*What needs to be done*
The listing below should be copied in full, word for word.

*Supplied records*

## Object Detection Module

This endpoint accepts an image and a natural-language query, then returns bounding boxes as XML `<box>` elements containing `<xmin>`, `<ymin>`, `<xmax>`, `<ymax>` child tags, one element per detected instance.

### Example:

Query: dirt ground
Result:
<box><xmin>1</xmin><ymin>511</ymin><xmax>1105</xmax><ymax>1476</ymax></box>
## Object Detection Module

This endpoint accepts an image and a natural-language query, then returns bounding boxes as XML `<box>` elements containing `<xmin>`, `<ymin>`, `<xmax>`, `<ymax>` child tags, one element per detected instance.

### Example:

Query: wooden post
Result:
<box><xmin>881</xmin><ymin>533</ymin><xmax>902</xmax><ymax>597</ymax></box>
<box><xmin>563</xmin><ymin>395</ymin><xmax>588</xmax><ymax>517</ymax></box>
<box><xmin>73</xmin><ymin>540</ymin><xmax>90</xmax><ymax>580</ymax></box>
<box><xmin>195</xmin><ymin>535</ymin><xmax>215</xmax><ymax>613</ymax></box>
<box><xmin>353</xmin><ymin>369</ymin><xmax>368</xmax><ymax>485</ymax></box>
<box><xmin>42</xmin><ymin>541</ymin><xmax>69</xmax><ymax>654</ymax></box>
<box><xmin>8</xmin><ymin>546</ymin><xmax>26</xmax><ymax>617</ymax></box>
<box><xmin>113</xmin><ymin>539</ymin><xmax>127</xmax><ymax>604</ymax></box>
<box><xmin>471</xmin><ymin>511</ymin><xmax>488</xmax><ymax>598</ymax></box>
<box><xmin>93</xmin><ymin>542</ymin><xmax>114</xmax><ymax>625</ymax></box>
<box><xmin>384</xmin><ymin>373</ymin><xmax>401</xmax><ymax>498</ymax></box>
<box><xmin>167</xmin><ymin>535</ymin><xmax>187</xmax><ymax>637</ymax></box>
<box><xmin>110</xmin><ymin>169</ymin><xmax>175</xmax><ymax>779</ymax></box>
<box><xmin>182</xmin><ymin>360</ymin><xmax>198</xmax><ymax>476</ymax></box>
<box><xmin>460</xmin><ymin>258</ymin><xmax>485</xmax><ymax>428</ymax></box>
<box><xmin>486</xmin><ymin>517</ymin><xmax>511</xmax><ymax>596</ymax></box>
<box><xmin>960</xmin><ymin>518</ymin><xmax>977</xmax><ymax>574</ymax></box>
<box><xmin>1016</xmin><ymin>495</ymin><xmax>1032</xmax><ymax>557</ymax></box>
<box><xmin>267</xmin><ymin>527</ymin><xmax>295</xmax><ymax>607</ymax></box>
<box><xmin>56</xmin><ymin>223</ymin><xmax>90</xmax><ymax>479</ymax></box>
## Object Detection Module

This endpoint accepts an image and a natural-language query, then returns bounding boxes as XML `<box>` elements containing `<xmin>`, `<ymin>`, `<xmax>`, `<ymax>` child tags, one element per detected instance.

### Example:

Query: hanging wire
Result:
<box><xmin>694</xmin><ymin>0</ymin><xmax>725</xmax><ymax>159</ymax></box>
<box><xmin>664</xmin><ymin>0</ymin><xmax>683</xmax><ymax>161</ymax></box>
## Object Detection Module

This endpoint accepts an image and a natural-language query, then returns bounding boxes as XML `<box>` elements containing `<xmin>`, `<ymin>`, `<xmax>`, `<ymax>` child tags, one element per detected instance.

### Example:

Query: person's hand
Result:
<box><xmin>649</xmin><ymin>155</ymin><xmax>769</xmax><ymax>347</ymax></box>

*Response to the exercise*
## Object Detection Module

This endpoint accepts an image and a natural-language query, then returns bounding boxes as XML `<box>` elements containing `<xmin>`, `<ymin>`, `<xmax>`, `<ymax>` child tags, one element per detected instance.

### Example:

Query: dirt ground
Result:
<box><xmin>1</xmin><ymin>511</ymin><xmax>1105</xmax><ymax>1476</ymax></box>
## Object Detection Module

This endpoint accepts an image and a natural-language query, then returns bounding boxes as XML `<box>` elements containing `<xmin>`, `<ymin>`, `<xmax>`, `<ymax>` child tags, one element per detected instance.

### Example:

Query: wooden post
Result:
<box><xmin>881</xmin><ymin>533</ymin><xmax>902</xmax><ymax>597</ymax></box>
<box><xmin>563</xmin><ymin>395</ymin><xmax>588</xmax><ymax>517</ymax></box>
<box><xmin>73</xmin><ymin>540</ymin><xmax>90</xmax><ymax>580</ymax></box>
<box><xmin>195</xmin><ymin>535</ymin><xmax>215</xmax><ymax>613</ymax></box>
<box><xmin>353</xmin><ymin>369</ymin><xmax>368</xmax><ymax>485</ymax></box>
<box><xmin>42</xmin><ymin>541</ymin><xmax>69</xmax><ymax>654</ymax></box>
<box><xmin>8</xmin><ymin>546</ymin><xmax>26</xmax><ymax>617</ymax></box>
<box><xmin>113</xmin><ymin>539</ymin><xmax>127</xmax><ymax>604</ymax></box>
<box><xmin>471</xmin><ymin>511</ymin><xmax>488</xmax><ymax>598</ymax></box>
<box><xmin>93</xmin><ymin>542</ymin><xmax>114</xmax><ymax>625</ymax></box>
<box><xmin>384</xmin><ymin>373</ymin><xmax>401</xmax><ymax>498</ymax></box>
<box><xmin>167</xmin><ymin>535</ymin><xmax>187</xmax><ymax>637</ymax></box>
<box><xmin>110</xmin><ymin>169</ymin><xmax>175</xmax><ymax>779</ymax></box>
<box><xmin>182</xmin><ymin>360</ymin><xmax>198</xmax><ymax>476</ymax></box>
<box><xmin>460</xmin><ymin>258</ymin><xmax>485</xmax><ymax>428</ymax></box>
<box><xmin>486</xmin><ymin>517</ymin><xmax>511</xmax><ymax>596</ymax></box>
<box><xmin>960</xmin><ymin>518</ymin><xmax>977</xmax><ymax>574</ymax></box>
<box><xmin>1016</xmin><ymin>495</ymin><xmax>1032</xmax><ymax>557</ymax></box>
<box><xmin>267</xmin><ymin>527</ymin><xmax>295</xmax><ymax>607</ymax></box>
<box><xmin>56</xmin><ymin>223</ymin><xmax>90</xmax><ymax>479</ymax></box>
## Object Detection Module

This endpoint accepts an image and a natural-language query, then returns bounding boxes as XML `<box>` elements containing `<xmin>`, `<ymin>`, `<xmax>`, `<ymax>` child tags, one element per detected instance.

### Example:

Query: hanging wire
Result:
<box><xmin>694</xmin><ymin>0</ymin><xmax>725</xmax><ymax>159</ymax></box>
<box><xmin>664</xmin><ymin>0</ymin><xmax>683</xmax><ymax>161</ymax></box>
## Object Detection Module

This endpoint accepts an image and a natural-language query, then returns bounding boxes as XML `<box>` elements containing `<xmin>`, `<ymin>`, `<xmax>`, `<ymax>` child tags, one element per detected instance.

### Example:

Query: person's hand
Result:
<box><xmin>649</xmin><ymin>155</ymin><xmax>769</xmax><ymax>347</ymax></box>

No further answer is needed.